[Records]
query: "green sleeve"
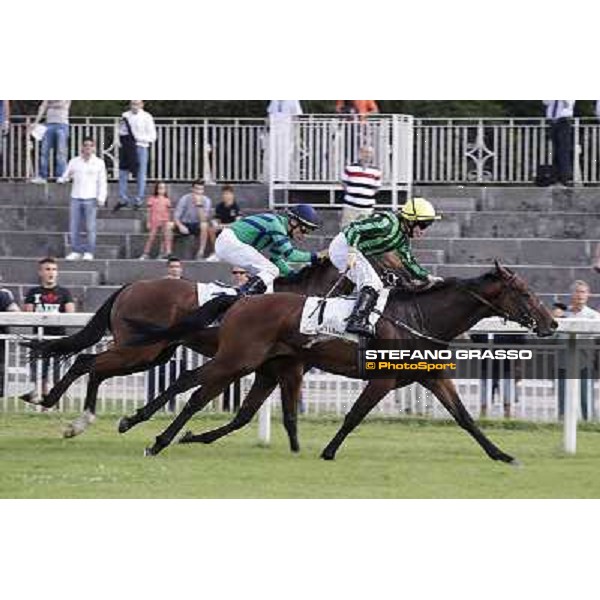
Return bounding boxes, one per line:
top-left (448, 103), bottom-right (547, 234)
top-left (344, 214), bottom-right (390, 248)
top-left (271, 256), bottom-right (293, 277)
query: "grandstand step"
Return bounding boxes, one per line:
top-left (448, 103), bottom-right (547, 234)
top-left (94, 245), bottom-right (121, 259)
top-left (427, 195), bottom-right (477, 215)
top-left (60, 270), bottom-right (100, 287)
top-left (466, 212), bottom-right (600, 239)
top-left (0, 181), bottom-right (269, 209)
top-left (96, 218), bottom-right (142, 233)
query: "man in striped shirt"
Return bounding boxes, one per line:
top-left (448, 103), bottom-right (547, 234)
top-left (329, 198), bottom-right (442, 336)
top-left (215, 204), bottom-right (327, 294)
top-left (544, 100), bottom-right (575, 186)
top-left (340, 146), bottom-right (381, 229)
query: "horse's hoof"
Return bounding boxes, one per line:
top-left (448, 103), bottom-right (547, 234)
top-left (117, 417), bottom-right (131, 433)
top-left (63, 425), bottom-right (75, 439)
top-left (177, 431), bottom-right (194, 444)
top-left (321, 450), bottom-right (335, 460)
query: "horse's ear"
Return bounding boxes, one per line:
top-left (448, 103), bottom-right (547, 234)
top-left (494, 258), bottom-right (505, 275)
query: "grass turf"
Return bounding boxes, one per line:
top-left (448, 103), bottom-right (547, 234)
top-left (0, 413), bottom-right (600, 498)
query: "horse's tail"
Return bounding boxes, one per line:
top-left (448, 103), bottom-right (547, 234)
top-left (21, 284), bottom-right (129, 360)
top-left (125, 295), bottom-right (239, 346)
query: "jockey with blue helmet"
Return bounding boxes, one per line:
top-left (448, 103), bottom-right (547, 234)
top-left (215, 204), bottom-right (327, 294)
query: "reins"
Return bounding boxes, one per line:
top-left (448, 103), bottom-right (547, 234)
top-left (373, 275), bottom-right (516, 344)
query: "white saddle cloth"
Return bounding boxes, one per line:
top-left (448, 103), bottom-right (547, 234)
top-left (300, 289), bottom-right (390, 342)
top-left (196, 281), bottom-right (237, 307)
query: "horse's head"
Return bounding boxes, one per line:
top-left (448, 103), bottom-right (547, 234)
top-left (488, 260), bottom-right (558, 337)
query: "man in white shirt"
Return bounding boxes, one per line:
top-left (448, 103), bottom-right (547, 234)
top-left (58, 138), bottom-right (107, 260)
top-left (114, 100), bottom-right (156, 210)
top-left (558, 279), bottom-right (600, 421)
top-left (564, 279), bottom-right (600, 319)
top-left (544, 100), bottom-right (575, 186)
top-left (340, 146), bottom-right (381, 229)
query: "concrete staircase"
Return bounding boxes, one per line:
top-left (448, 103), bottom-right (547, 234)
top-left (0, 183), bottom-right (600, 310)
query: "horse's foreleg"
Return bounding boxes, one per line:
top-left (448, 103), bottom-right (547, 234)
top-left (29, 354), bottom-right (96, 408)
top-left (279, 360), bottom-right (304, 452)
top-left (179, 370), bottom-right (277, 444)
top-left (421, 378), bottom-right (519, 465)
top-left (63, 374), bottom-right (104, 438)
top-left (144, 370), bottom-right (237, 456)
top-left (118, 363), bottom-right (205, 433)
top-left (321, 379), bottom-right (396, 460)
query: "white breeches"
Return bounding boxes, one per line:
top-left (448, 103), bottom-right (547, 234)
top-left (329, 233), bottom-right (383, 292)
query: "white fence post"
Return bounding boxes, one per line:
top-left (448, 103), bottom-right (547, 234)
top-left (564, 333), bottom-right (581, 454)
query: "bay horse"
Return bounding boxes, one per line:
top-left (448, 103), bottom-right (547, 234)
top-left (24, 253), bottom-right (401, 451)
top-left (124, 262), bottom-right (557, 464)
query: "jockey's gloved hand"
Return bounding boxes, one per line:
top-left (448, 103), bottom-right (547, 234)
top-left (317, 248), bottom-right (329, 262)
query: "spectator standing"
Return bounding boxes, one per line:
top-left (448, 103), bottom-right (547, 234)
top-left (340, 146), bottom-right (381, 229)
top-left (213, 185), bottom-right (240, 234)
top-left (174, 180), bottom-right (214, 260)
top-left (31, 100), bottom-right (71, 184)
top-left (113, 100), bottom-right (156, 211)
top-left (558, 279), bottom-right (600, 421)
top-left (140, 181), bottom-right (172, 260)
top-left (0, 288), bottom-right (21, 397)
top-left (267, 100), bottom-right (302, 182)
top-left (59, 138), bottom-right (107, 260)
top-left (544, 100), bottom-right (575, 186)
top-left (21, 257), bottom-right (75, 403)
top-left (165, 256), bottom-right (183, 279)
top-left (335, 100), bottom-right (379, 121)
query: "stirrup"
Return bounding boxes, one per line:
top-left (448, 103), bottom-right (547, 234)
top-left (238, 275), bottom-right (267, 296)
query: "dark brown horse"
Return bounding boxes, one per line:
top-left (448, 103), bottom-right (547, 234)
top-left (126, 264), bottom-right (557, 463)
top-left (26, 254), bottom-right (401, 450)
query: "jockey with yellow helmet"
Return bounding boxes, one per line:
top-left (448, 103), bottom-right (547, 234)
top-left (329, 198), bottom-right (442, 336)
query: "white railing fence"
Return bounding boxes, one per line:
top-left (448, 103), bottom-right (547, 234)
top-left (0, 313), bottom-right (600, 452)
top-left (0, 115), bottom-right (600, 186)
top-left (414, 118), bottom-right (600, 185)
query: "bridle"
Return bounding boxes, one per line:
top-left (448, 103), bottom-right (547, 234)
top-left (460, 273), bottom-right (535, 331)
top-left (373, 271), bottom-right (535, 345)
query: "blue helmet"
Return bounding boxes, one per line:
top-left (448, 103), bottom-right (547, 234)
top-left (286, 204), bottom-right (319, 229)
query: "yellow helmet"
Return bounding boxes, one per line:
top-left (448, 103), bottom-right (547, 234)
top-left (400, 198), bottom-right (442, 221)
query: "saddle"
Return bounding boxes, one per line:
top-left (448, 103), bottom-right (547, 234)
top-left (300, 288), bottom-right (390, 342)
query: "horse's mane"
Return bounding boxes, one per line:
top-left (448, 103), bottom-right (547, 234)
top-left (275, 258), bottom-right (331, 285)
top-left (389, 271), bottom-right (498, 300)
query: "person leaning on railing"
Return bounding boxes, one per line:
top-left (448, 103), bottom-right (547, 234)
top-left (0, 288), bottom-right (21, 398)
top-left (555, 279), bottom-right (600, 421)
top-left (29, 100), bottom-right (71, 184)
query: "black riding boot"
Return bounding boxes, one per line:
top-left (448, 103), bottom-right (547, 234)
top-left (238, 275), bottom-right (267, 296)
top-left (346, 287), bottom-right (379, 337)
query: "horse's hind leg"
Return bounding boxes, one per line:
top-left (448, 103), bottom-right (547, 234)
top-left (321, 379), bottom-right (396, 460)
top-left (63, 346), bottom-right (172, 438)
top-left (145, 359), bottom-right (240, 456)
top-left (420, 378), bottom-right (519, 465)
top-left (179, 358), bottom-right (304, 452)
top-left (23, 354), bottom-right (97, 408)
top-left (279, 361), bottom-right (304, 452)
top-left (179, 371), bottom-right (277, 444)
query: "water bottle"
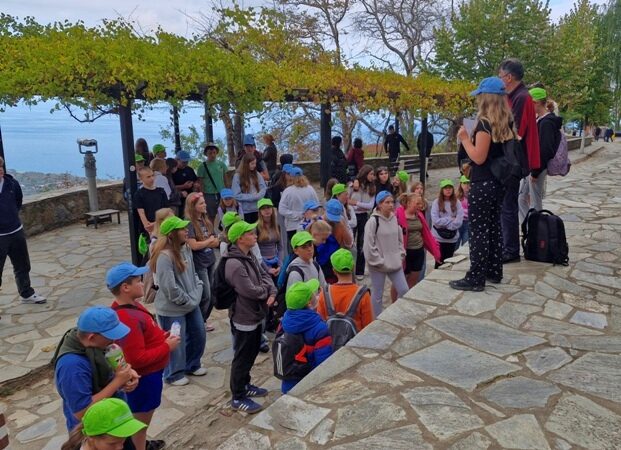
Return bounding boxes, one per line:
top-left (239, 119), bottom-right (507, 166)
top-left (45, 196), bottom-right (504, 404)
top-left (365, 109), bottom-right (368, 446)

_EXERCISE GOAL_:
Please transcribe the material above line for line without any changes, leaving out the pictures.

_EXERCISE ANSWER_:
query: "green sleeve"
Return bounding boxes, one per line:
top-left (448, 103), bottom-right (547, 234)
top-left (344, 214), bottom-right (390, 248)
top-left (271, 256), bottom-right (293, 277)
query: "grandstand step"
Return bounding boxes, one per line:
top-left (448, 103), bottom-right (547, 234)
top-left (94, 245), bottom-right (121, 259)
top-left (427, 195), bottom-right (477, 215)
top-left (60, 270), bottom-right (100, 287)
top-left (466, 212), bottom-right (600, 239)
top-left (0, 181), bottom-right (269, 209)
top-left (96, 218), bottom-right (142, 233)
query: "man in striped shirt"
Return bounding boxes, one per line:
top-left (448, 103), bottom-right (547, 234)
top-left (329, 198), bottom-right (442, 336)
top-left (215, 204), bottom-right (327, 294)
top-left (544, 100), bottom-right (575, 186)
top-left (340, 146), bottom-right (381, 229)
query: "horse's hoof"
Return bounding boxes, one per line:
top-left (448, 103), bottom-right (547, 234)
top-left (117, 417), bottom-right (131, 433)
top-left (63, 425), bottom-right (75, 439)
top-left (177, 431), bottom-right (194, 444)
top-left (321, 450), bottom-right (335, 460)
query: "horse's ear"
Return bounding boxes, one per line:
top-left (448, 103), bottom-right (547, 234)
top-left (494, 258), bottom-right (505, 275)
query: "grass turf"
Return bounding boxes, one per line:
top-left (448, 103), bottom-right (547, 234)
top-left (0, 413), bottom-right (600, 498)
query: "horse's tail"
Return bounding boxes, one per line:
top-left (448, 103), bottom-right (547, 234)
top-left (21, 284), bottom-right (129, 360)
top-left (125, 295), bottom-right (239, 346)
query: "jockey with blue helmet"
Return bounding boxes, one per line:
top-left (448, 103), bottom-right (547, 234)
top-left (215, 204), bottom-right (327, 294)
query: "reins"
Return bounding boxes, one per line:
top-left (448, 103), bottom-right (547, 234)
top-left (373, 275), bottom-right (516, 344)
query: "white saddle cloth"
Return bounding boxes, one per line:
top-left (448, 103), bottom-right (547, 234)
top-left (300, 289), bottom-right (390, 342)
top-left (196, 281), bottom-right (237, 307)
query: "horse's head"
Return bounding boxes, one per line:
top-left (448, 103), bottom-right (547, 234)
top-left (488, 260), bottom-right (558, 337)
query: "man in white shirt"
Return bounding boxes, one per line:
top-left (448, 103), bottom-right (547, 234)
top-left (58, 138), bottom-right (107, 260)
top-left (114, 100), bottom-right (156, 210)
top-left (558, 279), bottom-right (600, 421)
top-left (564, 279), bottom-right (600, 319)
top-left (544, 100), bottom-right (575, 186)
top-left (340, 146), bottom-right (381, 229)
query: "concrete staircase"
Return bounding boxes, one per line:
top-left (448, 103), bottom-right (547, 234)
top-left (0, 183), bottom-right (600, 310)
query: "horse's foreleg"
Return bounding boxes, one per line:
top-left (448, 103), bottom-right (547, 234)
top-left (29, 354), bottom-right (96, 408)
top-left (279, 360), bottom-right (304, 452)
top-left (179, 370), bottom-right (277, 444)
top-left (421, 378), bottom-right (519, 465)
top-left (63, 374), bottom-right (104, 438)
top-left (144, 370), bottom-right (237, 456)
top-left (118, 363), bottom-right (205, 433)
top-left (321, 379), bottom-right (396, 460)
query: "white breeches"
Return bounding boxes, one per line:
top-left (448, 103), bottom-right (547, 234)
top-left (329, 233), bottom-right (383, 292)
query: "white fence post"
Return bounding boxes, one per line:
top-left (448, 103), bottom-right (547, 234)
top-left (564, 333), bottom-right (581, 454)
query: "bay horse"
Return bounding boxes, one per line:
top-left (448, 103), bottom-right (547, 234)
top-left (24, 253), bottom-right (401, 451)
top-left (124, 262), bottom-right (557, 464)
query: "jockey's gloved hand"
Return bounding boxes, one per line:
top-left (448, 103), bottom-right (547, 234)
top-left (317, 248), bottom-right (329, 262)
query: "spectator standing"
Return bounding boxes, one per line:
top-left (448, 103), bottom-right (547, 234)
top-left (340, 146), bottom-right (381, 229)
top-left (213, 185), bottom-right (240, 234)
top-left (174, 180), bottom-right (214, 260)
top-left (31, 100), bottom-right (71, 184)
top-left (113, 100), bottom-right (156, 211)
top-left (558, 279), bottom-right (600, 421)
top-left (140, 181), bottom-right (172, 260)
top-left (0, 288), bottom-right (21, 397)
top-left (267, 100), bottom-right (302, 182)
top-left (59, 138), bottom-right (107, 260)
top-left (544, 100), bottom-right (575, 186)
top-left (21, 257), bottom-right (75, 403)
top-left (165, 256), bottom-right (183, 279)
top-left (335, 100), bottom-right (379, 121)
query: "stirrup"
Return bounding boxes, one per line:
top-left (448, 103), bottom-right (547, 234)
top-left (238, 275), bottom-right (267, 296)
query: "dark brown horse"
Return bounding boxes, one per line:
top-left (448, 103), bottom-right (547, 234)
top-left (126, 264), bottom-right (557, 463)
top-left (26, 254), bottom-right (401, 450)
query: "jockey with yellow helmet"
Return bounding boxes, one per line:
top-left (448, 103), bottom-right (547, 234)
top-left (329, 198), bottom-right (442, 336)
query: "white railing fence"
Return bounding boxes, one per line:
top-left (448, 103), bottom-right (547, 234)
top-left (0, 313), bottom-right (600, 452)
top-left (0, 115), bottom-right (600, 186)
top-left (414, 118), bottom-right (600, 185)
query: "bridle"
Return bounding boxes, one per line:
top-left (448, 103), bottom-right (547, 234)
top-left (460, 273), bottom-right (535, 331)
top-left (373, 271), bottom-right (535, 345)
query: "blue helmet"
Return bounding boxes, one per line:
top-left (448, 103), bottom-right (547, 234)
top-left (286, 204), bottom-right (319, 229)
query: "yellow helmet"
Return bounding boxes, one per line:
top-left (448, 103), bottom-right (547, 234)
top-left (400, 198), bottom-right (442, 221)
query: "saddle"
Return bounding boxes, one per line:
top-left (448, 103), bottom-right (547, 234)
top-left (300, 288), bottom-right (390, 342)
query: "horse's mane"
Return bounding boxes, one per line:
top-left (448, 103), bottom-right (547, 234)
top-left (275, 258), bottom-right (331, 285)
top-left (389, 271), bottom-right (498, 300)
query: "person leaning on railing"
Return bounding boxes, one per line:
top-left (448, 103), bottom-right (547, 234)
top-left (0, 288), bottom-right (21, 398)
top-left (555, 279), bottom-right (600, 421)
top-left (29, 100), bottom-right (71, 184)
query: "black riding boot"
Return bounding boxes, one per line:
top-left (448, 103), bottom-right (547, 234)
top-left (238, 275), bottom-right (267, 296)
top-left (346, 287), bottom-right (379, 337)
query: "horse's hind leg"
Return bounding boxes, one per line:
top-left (448, 103), bottom-right (547, 234)
top-left (321, 379), bottom-right (396, 460)
top-left (63, 346), bottom-right (172, 438)
top-left (145, 359), bottom-right (240, 456)
top-left (420, 378), bottom-right (519, 465)
top-left (179, 358), bottom-right (304, 452)
top-left (23, 354), bottom-right (97, 408)
top-left (279, 361), bottom-right (304, 452)
top-left (179, 371), bottom-right (277, 444)
query: "water bottle"
Return bounding boxes, one per line:
top-left (239, 119), bottom-right (507, 166)
top-left (45, 196), bottom-right (504, 404)
top-left (365, 109), bottom-right (368, 446)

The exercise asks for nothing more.